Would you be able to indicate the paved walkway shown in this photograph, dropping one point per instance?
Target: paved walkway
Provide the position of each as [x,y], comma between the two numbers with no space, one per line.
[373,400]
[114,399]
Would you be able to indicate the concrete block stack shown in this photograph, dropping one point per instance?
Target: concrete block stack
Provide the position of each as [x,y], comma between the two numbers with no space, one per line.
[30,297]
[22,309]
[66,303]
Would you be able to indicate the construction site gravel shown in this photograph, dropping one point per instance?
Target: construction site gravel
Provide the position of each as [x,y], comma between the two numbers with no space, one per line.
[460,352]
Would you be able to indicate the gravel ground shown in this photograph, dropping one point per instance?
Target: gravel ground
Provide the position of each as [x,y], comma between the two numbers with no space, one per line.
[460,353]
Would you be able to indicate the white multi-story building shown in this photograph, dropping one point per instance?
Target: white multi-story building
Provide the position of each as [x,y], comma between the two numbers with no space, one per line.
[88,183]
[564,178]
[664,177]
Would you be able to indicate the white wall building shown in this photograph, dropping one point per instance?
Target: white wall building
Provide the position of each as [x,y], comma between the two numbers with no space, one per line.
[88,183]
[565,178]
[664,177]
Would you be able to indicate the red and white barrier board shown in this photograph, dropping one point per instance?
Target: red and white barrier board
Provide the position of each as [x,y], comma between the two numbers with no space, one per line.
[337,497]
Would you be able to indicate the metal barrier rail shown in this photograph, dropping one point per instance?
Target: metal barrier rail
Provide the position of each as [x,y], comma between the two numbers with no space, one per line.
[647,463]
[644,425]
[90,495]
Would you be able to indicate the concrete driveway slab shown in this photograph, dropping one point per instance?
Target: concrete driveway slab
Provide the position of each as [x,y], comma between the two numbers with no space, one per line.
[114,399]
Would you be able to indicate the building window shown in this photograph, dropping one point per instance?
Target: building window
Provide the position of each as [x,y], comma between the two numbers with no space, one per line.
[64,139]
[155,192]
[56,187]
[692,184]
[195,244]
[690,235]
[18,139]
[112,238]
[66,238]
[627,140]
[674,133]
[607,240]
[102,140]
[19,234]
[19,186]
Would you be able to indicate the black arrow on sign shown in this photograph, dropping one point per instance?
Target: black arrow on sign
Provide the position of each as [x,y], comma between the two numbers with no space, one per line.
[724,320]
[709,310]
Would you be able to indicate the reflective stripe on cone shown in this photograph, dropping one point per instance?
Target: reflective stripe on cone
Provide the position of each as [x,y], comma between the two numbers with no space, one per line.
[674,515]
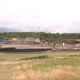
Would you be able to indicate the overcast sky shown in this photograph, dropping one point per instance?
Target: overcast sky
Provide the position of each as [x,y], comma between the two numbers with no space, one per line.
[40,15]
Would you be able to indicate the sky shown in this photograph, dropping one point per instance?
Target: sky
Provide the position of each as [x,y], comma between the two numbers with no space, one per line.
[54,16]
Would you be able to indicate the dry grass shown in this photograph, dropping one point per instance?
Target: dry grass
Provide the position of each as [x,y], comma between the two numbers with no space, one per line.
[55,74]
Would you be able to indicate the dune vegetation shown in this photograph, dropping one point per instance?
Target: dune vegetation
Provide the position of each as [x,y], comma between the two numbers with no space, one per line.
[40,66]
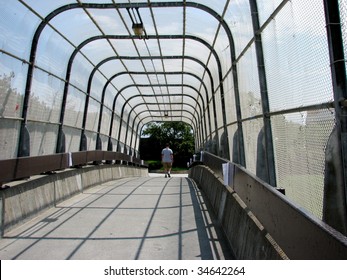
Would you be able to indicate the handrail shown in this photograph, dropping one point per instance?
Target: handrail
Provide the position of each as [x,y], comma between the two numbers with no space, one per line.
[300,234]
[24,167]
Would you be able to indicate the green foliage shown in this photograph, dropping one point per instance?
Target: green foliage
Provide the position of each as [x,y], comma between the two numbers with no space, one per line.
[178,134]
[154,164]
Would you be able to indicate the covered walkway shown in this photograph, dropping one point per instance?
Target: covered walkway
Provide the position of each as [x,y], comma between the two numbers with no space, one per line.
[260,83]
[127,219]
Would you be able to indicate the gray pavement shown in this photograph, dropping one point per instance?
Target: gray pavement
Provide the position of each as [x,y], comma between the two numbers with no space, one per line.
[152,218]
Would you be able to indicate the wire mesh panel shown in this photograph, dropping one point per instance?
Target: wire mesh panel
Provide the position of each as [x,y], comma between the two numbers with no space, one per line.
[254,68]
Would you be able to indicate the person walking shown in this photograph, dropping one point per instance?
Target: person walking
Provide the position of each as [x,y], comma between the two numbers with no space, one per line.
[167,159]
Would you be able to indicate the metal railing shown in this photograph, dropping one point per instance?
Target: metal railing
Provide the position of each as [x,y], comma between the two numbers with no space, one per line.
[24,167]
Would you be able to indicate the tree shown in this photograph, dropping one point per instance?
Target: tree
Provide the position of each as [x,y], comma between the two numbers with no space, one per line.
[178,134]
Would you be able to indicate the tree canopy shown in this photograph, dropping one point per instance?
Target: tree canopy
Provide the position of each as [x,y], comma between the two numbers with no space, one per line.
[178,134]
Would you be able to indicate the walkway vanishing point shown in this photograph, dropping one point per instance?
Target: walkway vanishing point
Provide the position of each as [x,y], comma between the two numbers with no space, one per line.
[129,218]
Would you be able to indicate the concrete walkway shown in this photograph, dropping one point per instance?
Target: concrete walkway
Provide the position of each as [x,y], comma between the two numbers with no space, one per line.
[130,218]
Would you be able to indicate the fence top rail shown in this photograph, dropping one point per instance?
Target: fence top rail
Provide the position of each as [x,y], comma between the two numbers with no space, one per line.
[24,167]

WORK TO BE COMPLETED >> Transcribe every line from the records above without alteration, and leave out the images.

RESULT OF THE TASK >>
Would you be able to indicate the paved walkway shown in this photograph, dropping one point per instance?
Target: paved walkway
Provide the position of each as [x,y], comma between the two numbers with no space, one per line.
[373,400]
[114,399]
Would you be able to indicate the concrete block stack shown in this photograph, dropping one point per instance?
Target: concrete block stack
Provide the position of each as [x,y], comma between the two numbers with no space, one per line.
[30,297]
[22,309]
[66,303]
Would you be able to indicate the construction site gravel shown in this photograph, dropping one point per instance?
Target: construction site gravel
Provide the position of each as [x,y], comma between the two numbers with no space, one per line.
[460,352]
Would you be able to indicate the gravel ground shown in this photograph, dropping one point per instance?
Target: gravel ground
Provide the position of each as [x,y], comma between the two numbers with no space, one per line.
[460,353]
Would you be able to indicate the white multi-story building shown in this photograph, dropping one point per instance?
Target: white multi-story building
Provide the position of each as [x,y], comma between the two numbers with no space, one per line.
[88,183]
[564,178]
[664,177]
Would you be able to indicate the white wall building shown in this photograph, dropping one point per instance?
Target: white wall building
Provide the position of each as [x,y], comma between the two numbers with no space, one per line.
[88,183]
[565,178]
[664,177]
Would you be able to indicate the red and white barrier board shown in this photograph, dropping one point per instance?
Target: red and white barrier board
Provide the position of each as [x,y], comma between the two numbers with no space, one per line.
[337,497]
Would you be able to indicate the metal barrier rail shown in this photograph, dropping one point per instance?
Target: metal barrier rail
Provide the position of each as [x,y], comma between the two numbers with no space, one per line.
[647,463]
[644,425]
[90,495]
Would you be able to indicate the concrete driveway slab shown in this photograph, dropping one point per instance?
Target: concrete driveway slab
Provide the position of each as [x,y], comma between the two numbers with no space, one per line.
[114,399]
Would you be able to indicate the building window shown in this photograph, dropping one point per instance?
Target: building window
Provide the position of each as [x,y], comma between the two numbers with no space, one per line.
[64,139]
[155,192]
[56,187]
[692,184]
[195,244]
[690,235]
[18,139]
[112,238]
[66,238]
[627,140]
[674,133]
[607,240]
[102,140]
[19,234]
[19,186]
Would you be able to indicate the black arrow on sign shown in this photograph, dropping one point per instance?
Target: black arrow on sign
Provide the position of each as [x,y], comma between the two numbers with no space, one per line.
[724,320]
[709,310]
Would you be able to indicate the reflective stripe on cone shown in this photograph, dropping one point per instance?
Target: reflective stripe on cone
Provide the position of each as [x,y], comma between the two numbers with no space, one per line.
[674,515]
Would you be able to indicate the overcast sky shown in this photograph, dropping one point per instance?
Target: overcast sky
Provide the position of each as [x,y], comma between the two numbers with no space, one per line.
[40,15]
Would you be able to indicate the sky shown in this photograph, dropping one point per instance?
Target: sky
Provide the position of each as [x,y], comma between the two numbers with no space, one per line.
[54,16]
Would you be able to indicate the dry grass shown in this photograph, dropping one point per instance?
Target: dry grass
Provide the position of each as [x,y], comma between the two numbers with no space, one per line.
[55,74]
Would you be able to indicate the dune vegetation shown in this photograph, dropping one point per instance?
Target: dune vegetation
Provide the position of each as [x,y], comma between the two numbers with no space, one per line.
[40,66]
Would you be able to indicate the handrail shown in this photograph, dropping one point per instance?
Target: handrail
Provide the position of each as [x,y], comma between the two numbers with no space, one per line.
[300,234]
[24,167]
Would you be able to indicate the green foliage shown in this photograph, dropping one point per instance?
Target: green foliage
Provide the position of each as [x,y], comma between the two numbers with no space, one per line.
[178,134]
[154,164]
Would you be able to indicate the covered walkway shown in this photograph, dropping one point per instance?
Target: covered walkway
Provide the position of each as [x,y], comma between the two numbers with no space, one per line.
[260,83]
[127,219]
Would you be able to indicate the gray pavement shown in this photograph, dropping one point per instance?
Target: gray pavement
Provide the position of each as [x,y], comma between the two numbers with no space, one per line.
[152,218]
Would you be able to indicate the wire mesh panel shown in this photograph, dropping one point per instance?
Target: wire mesh panel
Provide the position of each as [x,y], comma between the two numbers with no space, one per line.
[254,68]
Would you be able to indicate the person walking shown in this photograph, dropping one point per instance?
Target: person walking
Provide the position of each as [x,y], comma between the two numbers with no space, one per line.
[167,159]
Would you be able to indicate the metal railing shown in this photograph, dropping one point per instance?
Target: metal railing
Provide the position of each as [x,y], comma between the two numbers with no space, one per line.
[24,167]
Would you be able to indicate the tree shown in this photograph, dropping one point per instance?
Target: tree
Provide the position of each as [x,y], comma between the two numbers with no space, one per line.
[178,134]
Would you be able to indicate the tree canopy shown in this photograph, dropping one point per instance?
Target: tree canopy
Provide the position of each as [x,y], comma between the two numbers with no space, one per line.
[178,134]
Would you be able to indicate the walkway vanishing point shown in this photograph, dropping one point per instance?
Target: walkway vanishing point
Provide the position of each as [x,y], comma between the two numbers with no space, one per line.
[129,218]
Would you be able to indicate the concrete walkway shown in this photograph, dropping one point per instance?
Target: concrete walkway
Provide the position of each as [x,y], comma between the two numbers with no space, one per line.
[130,218]
Would you be able to indicate the fence top rail shown in this photograph, dropping one point per instance?
Target: fence top rail
Provide the position of each as [x,y], comma between the two numbers with no space, one per line.
[24,167]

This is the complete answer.